WHAT NEEDS TO BE DONE: Which lines in the material below contain the string "wall"? Show every one of them, treating uppercase and lowercase as different.

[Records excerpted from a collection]

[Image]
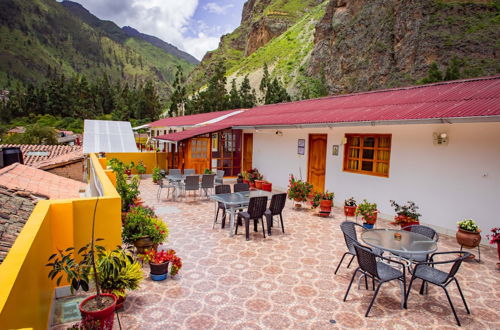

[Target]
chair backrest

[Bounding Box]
[215,184,231,195]
[269,193,286,215]
[354,243,379,278]
[248,196,267,219]
[201,174,215,188]
[405,225,439,242]
[233,183,250,192]
[184,175,200,190]
[168,168,181,175]
[340,221,358,254]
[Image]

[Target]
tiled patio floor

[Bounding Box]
[54,179,500,329]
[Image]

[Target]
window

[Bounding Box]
[344,134,391,177]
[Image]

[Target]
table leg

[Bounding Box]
[226,205,236,236]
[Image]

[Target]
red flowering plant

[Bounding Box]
[139,249,182,276]
[288,174,313,202]
[486,227,500,244]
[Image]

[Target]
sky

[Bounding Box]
[64,0,246,60]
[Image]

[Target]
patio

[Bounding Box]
[54,179,500,329]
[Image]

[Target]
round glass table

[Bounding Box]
[361,229,437,260]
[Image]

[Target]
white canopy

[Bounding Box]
[83,119,137,154]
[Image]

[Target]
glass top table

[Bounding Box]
[209,190,273,236]
[361,229,437,259]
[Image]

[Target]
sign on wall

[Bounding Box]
[297,139,306,155]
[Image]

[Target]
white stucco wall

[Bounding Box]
[252,123,500,243]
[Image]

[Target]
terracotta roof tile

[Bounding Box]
[0,144,83,167]
[0,163,86,199]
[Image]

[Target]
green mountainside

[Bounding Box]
[0,0,194,98]
[189,0,500,99]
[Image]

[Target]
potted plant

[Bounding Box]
[152,167,162,184]
[486,227,500,268]
[140,249,182,281]
[288,174,313,208]
[456,219,481,248]
[122,206,168,253]
[356,199,378,229]
[97,249,143,309]
[319,191,335,217]
[390,200,421,229]
[135,160,146,178]
[46,200,118,329]
[344,197,357,217]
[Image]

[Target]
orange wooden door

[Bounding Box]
[188,138,211,174]
[241,133,253,171]
[307,134,327,192]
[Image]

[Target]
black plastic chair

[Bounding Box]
[233,183,250,192]
[405,251,470,326]
[235,196,267,241]
[335,221,384,274]
[212,184,231,229]
[264,193,286,235]
[344,243,406,317]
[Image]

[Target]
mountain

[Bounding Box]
[0,0,194,98]
[122,26,200,65]
[189,0,500,98]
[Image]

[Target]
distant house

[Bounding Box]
[154,76,500,237]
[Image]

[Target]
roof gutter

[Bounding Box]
[232,116,500,129]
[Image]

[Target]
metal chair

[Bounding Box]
[405,251,470,326]
[156,179,176,202]
[200,174,215,197]
[335,221,384,274]
[233,183,250,192]
[264,193,286,235]
[235,196,267,241]
[397,225,439,262]
[183,175,200,197]
[168,168,182,176]
[215,170,225,185]
[212,184,231,229]
[344,243,406,317]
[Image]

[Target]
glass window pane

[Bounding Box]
[363,149,375,159]
[363,136,375,148]
[361,161,373,172]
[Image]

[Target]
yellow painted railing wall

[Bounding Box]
[0,155,122,329]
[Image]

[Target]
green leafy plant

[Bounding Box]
[344,197,357,207]
[356,199,377,220]
[97,249,144,297]
[457,219,481,233]
[288,175,313,201]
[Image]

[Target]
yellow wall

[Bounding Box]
[0,155,122,329]
[106,151,167,174]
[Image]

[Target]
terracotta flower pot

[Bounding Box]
[319,199,333,217]
[134,237,153,254]
[255,180,266,189]
[344,206,357,217]
[78,293,117,329]
[456,228,481,248]
[262,181,273,191]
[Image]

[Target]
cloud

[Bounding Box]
[68,0,219,59]
[203,2,234,15]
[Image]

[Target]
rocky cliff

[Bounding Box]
[190,0,500,97]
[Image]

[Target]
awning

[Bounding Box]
[83,119,137,154]
[153,124,231,143]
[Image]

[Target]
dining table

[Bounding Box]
[209,190,273,236]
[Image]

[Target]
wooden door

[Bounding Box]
[188,138,211,174]
[241,133,253,171]
[307,134,327,192]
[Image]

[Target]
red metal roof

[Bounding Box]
[148,110,238,127]
[153,75,500,141]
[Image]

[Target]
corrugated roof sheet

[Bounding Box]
[152,75,500,141]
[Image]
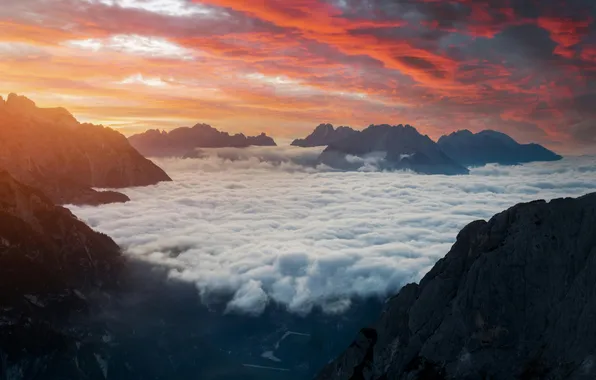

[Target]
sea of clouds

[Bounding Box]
[71,147,596,314]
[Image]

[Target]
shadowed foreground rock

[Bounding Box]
[0,171,122,380]
[317,193,596,380]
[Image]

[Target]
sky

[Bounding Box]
[0,0,596,154]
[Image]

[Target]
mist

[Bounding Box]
[70,147,596,315]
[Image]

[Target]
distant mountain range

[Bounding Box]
[0,94,171,205]
[292,124,358,148]
[292,124,562,174]
[128,124,276,157]
[437,130,562,166]
[316,193,596,380]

FULL RESPONSE:
sign on wall
white stucco wall
yellow painted railing wall
yellow wall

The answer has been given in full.